## Stated goal
Render as a numbered list the lines of the entries below, starting at the line that contains "For this evaluation, locate the dried" and ending at the last line of the entries, both included. Leave out any blank lines.

## Records for processing

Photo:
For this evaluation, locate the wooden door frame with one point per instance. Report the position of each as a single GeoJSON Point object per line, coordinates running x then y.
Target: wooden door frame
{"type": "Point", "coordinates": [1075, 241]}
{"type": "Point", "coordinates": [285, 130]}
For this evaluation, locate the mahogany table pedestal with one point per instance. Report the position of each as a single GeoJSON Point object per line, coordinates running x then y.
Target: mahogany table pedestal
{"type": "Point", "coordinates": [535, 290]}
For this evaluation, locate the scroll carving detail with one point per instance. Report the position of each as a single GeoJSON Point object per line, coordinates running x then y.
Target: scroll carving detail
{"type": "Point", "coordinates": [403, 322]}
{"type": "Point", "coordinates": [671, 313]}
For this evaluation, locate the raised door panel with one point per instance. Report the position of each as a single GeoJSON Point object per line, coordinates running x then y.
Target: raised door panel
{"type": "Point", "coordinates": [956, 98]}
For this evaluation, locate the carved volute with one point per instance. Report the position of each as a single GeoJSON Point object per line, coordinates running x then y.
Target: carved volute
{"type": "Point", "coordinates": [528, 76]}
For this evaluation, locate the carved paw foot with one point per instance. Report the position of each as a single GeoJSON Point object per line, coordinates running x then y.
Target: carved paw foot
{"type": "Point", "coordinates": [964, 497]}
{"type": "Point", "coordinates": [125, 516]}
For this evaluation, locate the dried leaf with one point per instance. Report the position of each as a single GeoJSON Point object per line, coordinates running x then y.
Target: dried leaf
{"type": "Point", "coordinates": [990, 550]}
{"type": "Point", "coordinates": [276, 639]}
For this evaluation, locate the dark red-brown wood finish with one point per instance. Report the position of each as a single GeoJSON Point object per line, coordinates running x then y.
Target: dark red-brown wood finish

## Finished exercise
1. For this evaluation, locate the dried leaf with one point per instance. Report the position of each as a single GeoJSON Point object per line, coordinates running x then y.
2. Target: dried leaf
3. {"type": "Point", "coordinates": [990, 550]}
4. {"type": "Point", "coordinates": [276, 639]}
5. For this evaluation, locate the dark red-brown wood finish with one point per instance. Report the position of each as a single GeoJSON Point object per line, coordinates running x then y.
6. Target: dark red-brown wood finish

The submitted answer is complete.